WORK INSTRUCTION
You are asked to filter the data below and copy every line holding "shoreline".

Referring expression pointing data
========================================

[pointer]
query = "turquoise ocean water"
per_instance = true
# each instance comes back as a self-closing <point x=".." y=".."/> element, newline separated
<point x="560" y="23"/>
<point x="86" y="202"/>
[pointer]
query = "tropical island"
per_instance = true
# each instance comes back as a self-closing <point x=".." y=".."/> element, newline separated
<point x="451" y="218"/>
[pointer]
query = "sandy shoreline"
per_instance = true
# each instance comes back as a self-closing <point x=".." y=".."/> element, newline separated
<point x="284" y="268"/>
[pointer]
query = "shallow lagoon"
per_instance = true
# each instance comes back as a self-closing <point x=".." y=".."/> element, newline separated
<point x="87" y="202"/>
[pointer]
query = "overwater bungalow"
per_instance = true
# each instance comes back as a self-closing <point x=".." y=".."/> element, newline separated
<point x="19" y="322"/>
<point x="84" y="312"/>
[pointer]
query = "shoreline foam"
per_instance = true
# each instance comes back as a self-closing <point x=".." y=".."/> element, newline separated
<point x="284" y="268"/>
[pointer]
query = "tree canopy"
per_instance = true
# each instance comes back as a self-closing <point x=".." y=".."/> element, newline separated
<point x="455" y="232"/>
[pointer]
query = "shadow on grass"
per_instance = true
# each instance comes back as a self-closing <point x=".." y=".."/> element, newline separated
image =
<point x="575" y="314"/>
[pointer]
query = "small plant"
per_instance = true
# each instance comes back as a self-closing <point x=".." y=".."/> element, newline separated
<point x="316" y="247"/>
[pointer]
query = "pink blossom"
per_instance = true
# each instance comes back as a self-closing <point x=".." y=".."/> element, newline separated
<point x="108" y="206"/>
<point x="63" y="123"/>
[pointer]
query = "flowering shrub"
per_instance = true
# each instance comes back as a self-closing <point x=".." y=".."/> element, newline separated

========================================

WRITTEN REPLY
query = "sandy shoreline"
query = "shoreline foam"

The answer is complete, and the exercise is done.